_AIM OF THE TASK_. Retype each record shown below, leaving every character as it is.

_DATA EXCERPTS_.
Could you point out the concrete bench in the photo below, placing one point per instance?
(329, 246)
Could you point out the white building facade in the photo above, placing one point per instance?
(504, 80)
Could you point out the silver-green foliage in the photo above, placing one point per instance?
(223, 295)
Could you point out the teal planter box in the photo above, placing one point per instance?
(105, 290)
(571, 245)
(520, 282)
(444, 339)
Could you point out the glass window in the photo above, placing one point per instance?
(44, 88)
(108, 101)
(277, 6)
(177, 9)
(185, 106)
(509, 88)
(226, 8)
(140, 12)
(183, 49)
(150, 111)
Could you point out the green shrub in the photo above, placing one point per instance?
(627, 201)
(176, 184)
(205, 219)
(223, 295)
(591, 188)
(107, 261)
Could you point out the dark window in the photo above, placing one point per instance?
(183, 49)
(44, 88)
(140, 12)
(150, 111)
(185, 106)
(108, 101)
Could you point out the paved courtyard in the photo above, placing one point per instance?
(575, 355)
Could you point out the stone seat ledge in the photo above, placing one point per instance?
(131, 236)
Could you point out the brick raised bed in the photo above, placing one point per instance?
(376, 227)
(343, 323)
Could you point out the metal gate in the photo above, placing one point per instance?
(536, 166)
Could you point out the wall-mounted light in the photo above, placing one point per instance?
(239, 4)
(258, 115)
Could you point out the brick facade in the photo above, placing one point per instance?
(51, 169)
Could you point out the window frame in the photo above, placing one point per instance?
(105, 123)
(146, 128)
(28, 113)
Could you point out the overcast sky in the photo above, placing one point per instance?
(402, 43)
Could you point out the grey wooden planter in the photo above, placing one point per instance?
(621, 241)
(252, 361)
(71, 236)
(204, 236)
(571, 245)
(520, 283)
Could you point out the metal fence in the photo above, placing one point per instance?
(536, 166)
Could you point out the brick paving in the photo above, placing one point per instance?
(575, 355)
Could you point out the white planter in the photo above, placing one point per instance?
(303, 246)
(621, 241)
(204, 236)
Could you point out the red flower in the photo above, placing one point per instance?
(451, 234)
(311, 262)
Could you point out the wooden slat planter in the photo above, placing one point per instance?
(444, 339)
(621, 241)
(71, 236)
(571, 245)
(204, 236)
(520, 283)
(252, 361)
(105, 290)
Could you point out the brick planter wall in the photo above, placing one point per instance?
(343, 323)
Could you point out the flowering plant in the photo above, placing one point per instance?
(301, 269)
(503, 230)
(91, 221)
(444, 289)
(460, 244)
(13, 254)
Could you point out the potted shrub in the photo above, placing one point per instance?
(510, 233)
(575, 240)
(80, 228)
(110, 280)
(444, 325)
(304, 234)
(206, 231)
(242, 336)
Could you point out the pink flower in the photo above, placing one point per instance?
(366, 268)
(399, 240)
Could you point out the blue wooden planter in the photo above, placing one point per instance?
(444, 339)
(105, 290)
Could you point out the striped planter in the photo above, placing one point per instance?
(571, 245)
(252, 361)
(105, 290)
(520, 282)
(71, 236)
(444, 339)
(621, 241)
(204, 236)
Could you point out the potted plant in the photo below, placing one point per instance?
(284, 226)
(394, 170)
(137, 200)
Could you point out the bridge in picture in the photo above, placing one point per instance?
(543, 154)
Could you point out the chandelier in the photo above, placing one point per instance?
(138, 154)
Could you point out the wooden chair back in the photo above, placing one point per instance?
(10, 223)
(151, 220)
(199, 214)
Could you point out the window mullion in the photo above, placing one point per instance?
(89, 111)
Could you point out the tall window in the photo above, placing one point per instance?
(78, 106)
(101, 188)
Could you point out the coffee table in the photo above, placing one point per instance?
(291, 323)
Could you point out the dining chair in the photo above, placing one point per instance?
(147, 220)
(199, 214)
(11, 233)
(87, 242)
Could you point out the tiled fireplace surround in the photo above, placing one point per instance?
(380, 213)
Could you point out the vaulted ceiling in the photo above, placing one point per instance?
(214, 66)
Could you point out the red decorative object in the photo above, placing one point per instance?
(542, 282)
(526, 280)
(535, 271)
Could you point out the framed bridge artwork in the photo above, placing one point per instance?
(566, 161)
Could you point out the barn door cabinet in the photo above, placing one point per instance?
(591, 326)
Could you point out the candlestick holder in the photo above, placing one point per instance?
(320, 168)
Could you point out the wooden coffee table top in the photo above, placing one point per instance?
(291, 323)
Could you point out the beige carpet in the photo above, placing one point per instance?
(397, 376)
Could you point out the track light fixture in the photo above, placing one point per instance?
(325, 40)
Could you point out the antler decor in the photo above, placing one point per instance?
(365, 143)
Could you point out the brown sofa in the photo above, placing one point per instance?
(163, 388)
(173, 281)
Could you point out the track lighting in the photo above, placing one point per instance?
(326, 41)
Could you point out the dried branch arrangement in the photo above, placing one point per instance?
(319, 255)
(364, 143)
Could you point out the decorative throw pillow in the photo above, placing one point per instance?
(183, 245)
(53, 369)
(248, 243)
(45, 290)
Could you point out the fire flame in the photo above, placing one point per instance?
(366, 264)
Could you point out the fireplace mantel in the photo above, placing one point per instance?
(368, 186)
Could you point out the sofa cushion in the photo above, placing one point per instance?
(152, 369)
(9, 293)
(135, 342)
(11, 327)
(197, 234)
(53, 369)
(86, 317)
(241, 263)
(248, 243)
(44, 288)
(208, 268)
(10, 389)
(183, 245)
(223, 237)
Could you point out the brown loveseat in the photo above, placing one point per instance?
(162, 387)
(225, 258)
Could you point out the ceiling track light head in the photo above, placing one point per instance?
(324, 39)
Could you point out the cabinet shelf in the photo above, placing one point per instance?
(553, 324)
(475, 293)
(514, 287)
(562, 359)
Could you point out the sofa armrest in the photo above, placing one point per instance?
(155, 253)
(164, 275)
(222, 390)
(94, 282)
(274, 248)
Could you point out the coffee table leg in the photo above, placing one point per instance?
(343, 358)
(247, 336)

_WRITTEN ANSWER_.
Could you point out the concrete bench in the photo below, placing one point per instance?
(329, 246)
Could you point out the white building facade in the photo above, placing one point per instance?
(504, 80)
Could you point out the silver-green foliage in the photo above, placing one point per instance?
(223, 295)
Could you point out the teal planter box in the photo above, placing one point per instance?
(105, 290)
(571, 245)
(520, 282)
(444, 339)
Could you point out the glass window in the photo above, placing one point per instance?
(44, 88)
(108, 101)
(277, 6)
(177, 9)
(185, 106)
(509, 88)
(226, 8)
(140, 12)
(183, 49)
(150, 111)
Could you point out the green shrub in the photo above, placing one point per instance?
(627, 201)
(176, 184)
(205, 219)
(223, 295)
(591, 188)
(107, 261)
Could you point out the dark window in the photo above, placing one point per instance?
(183, 49)
(44, 88)
(140, 12)
(150, 111)
(185, 106)
(108, 101)
Could you point out the paved courtyard in the photo above, placing one point per instance?
(575, 355)
Could you point out the stone seat ledge in the photo above, placing one point per instance?
(131, 236)
Could you point out the brick raised bed in the photo above, placing one point per instance?
(376, 227)
(343, 323)
Could you point out the metal gate in the photo above, placing one point per instance?
(536, 166)
Could you point out the wall-mounted light in the photo above, placing one point per instance?
(239, 4)
(258, 115)
Could you point out the brick facade in the photo above, placing one point per instance?
(51, 169)
Could you point out the window frame in the photo above, placing one point per instance?
(105, 123)
(146, 128)
(28, 113)
Could you point out the overcast sky in the photo above, placing one point per instance?
(402, 43)
Could you point out the grey wooden planter in the photo above, placing one point per instance?
(621, 241)
(252, 361)
(71, 236)
(204, 236)
(571, 245)
(520, 283)
Could you point out the metal fence in the photo above, placing one point per instance?
(536, 166)
Could you point out the brick paving in the photo above, placing one point per instance?
(575, 355)
Could you point out the white planter in the photo above, placing one point per instance?
(303, 246)
(621, 241)
(204, 236)
Could you point out the red flower in the photo above, placing one point per instance?
(451, 234)
(311, 262)
Could you point out the wooden slat planter in the photo above, placing one point per instance?
(444, 339)
(621, 241)
(71, 236)
(571, 245)
(204, 236)
(520, 283)
(252, 361)
(105, 290)
Could you point out the brick planter wall in the photo above, placing one point per instance?
(343, 323)
Could you point out the flowering plant in the photo above, placing one point per instance?
(301, 269)
(503, 230)
(91, 221)
(444, 289)
(460, 244)
(13, 254)
Could you point out the potted shrub in the photo above, placing one point per instance?
(510, 233)
(575, 240)
(80, 228)
(110, 280)
(444, 325)
(304, 234)
(206, 231)
(242, 336)
Could you point out the pink flower in the photo above, placing one point per instance?
(366, 268)
(399, 240)
Could you point out the blue wooden planter in the photo above, placing one point per instance?
(444, 339)
(105, 290)
Could you point out the striped planter in the photo above, placing one point per instance?
(571, 245)
(252, 361)
(105, 290)
(520, 282)
(71, 236)
(444, 339)
(621, 241)
(204, 236)
Could you point out the potted plant in the photo below, placing one point per instance?
(284, 226)
(394, 170)
(137, 200)
Could you point out the bridge in picture in the photo above, placing one point per instance?
(543, 154)
Could you point out the chandelier in the photo above, placing one point per instance?
(138, 154)
Could you point out the wooden chair back in the photo above, placing one point per instance?
(10, 223)
(151, 220)
(199, 214)
Could you point out the window mullion in the photo above, placing one point per instance?
(89, 111)
Could you point out the tall window in the photo above, placing one point per instance?
(78, 106)
(101, 188)
Could you point out the coffee table in the photo above, placing one point per instance?
(291, 323)
Could you point out the dining chair in the photo above, placing one point per instance?
(147, 220)
(199, 214)
(11, 233)
(87, 242)
Could you point out the tiled fireplace surround in the photo above, placing one point per instance?
(380, 213)
Could you point out the vaulted ceiling in the photo above, placing one point per instance?
(214, 66)
Could you point out the red decorative object in the photo above, placing one point per instance?
(542, 282)
(526, 280)
(535, 271)
Could you point out the framed bridge artwork in the photo above, placing one point per instance?
(566, 161)
Could you point out the barn door cabinet in the photo above, placing one point per instance?
(591, 326)
Could you point out the candlestick holder in the photo above, placing one point per instance?
(320, 168)
Could you point out the wooden coffee table top in the photo above, placing one point per instance?
(291, 323)
Could you point out the beige carpet in the photo above, placing one point per instance?
(397, 376)
Could you point out the track light fixture in the photo above, placing one point per instance?
(325, 40)
Could you point out the antler decor in the photo above, placing one point per instance?
(365, 143)
Could you point out the brown sofa in the photo above, placing one point per instance?
(163, 388)
(173, 281)
Could you point out the track lighting in the photo above, placing one point per instance?
(326, 41)
Could you point out the dried branch arrangement in the photo above, placing one point per instance?
(319, 255)
(364, 143)
Could you point out the decorative throw pillow in the photo above, placing one point per instance?
(183, 245)
(53, 369)
(248, 243)
(45, 290)
Could you point out the fire flame in the photo above, placing one point per instance?
(366, 264)
Could you point out the fireplace mantel in the photo above, placing one point per instance?
(368, 186)
Could you point out the sofa cushion in the photo above, placing one point per instance?
(152, 369)
(9, 293)
(135, 342)
(11, 327)
(197, 234)
(53, 369)
(86, 317)
(241, 263)
(248, 243)
(44, 288)
(208, 268)
(10, 389)
(183, 245)
(223, 237)
Could you point out the brown loveseat in the photo above, placing one point per instance?
(162, 387)
(225, 258)
Could you point out the ceiling track light head in the photo above, placing one point per instance?
(324, 39)
Could you point out the cabinet shelf in the photo above, placing one point per instance?
(553, 324)
(475, 293)
(514, 287)
(562, 359)
Could you point out the sofa armrest in the photo above, placing one point per instance?
(155, 253)
(164, 275)
(222, 390)
(94, 282)
(274, 248)
Could you point out the coffee table leg in the photo above, placing one point per instance?
(343, 358)
(247, 336)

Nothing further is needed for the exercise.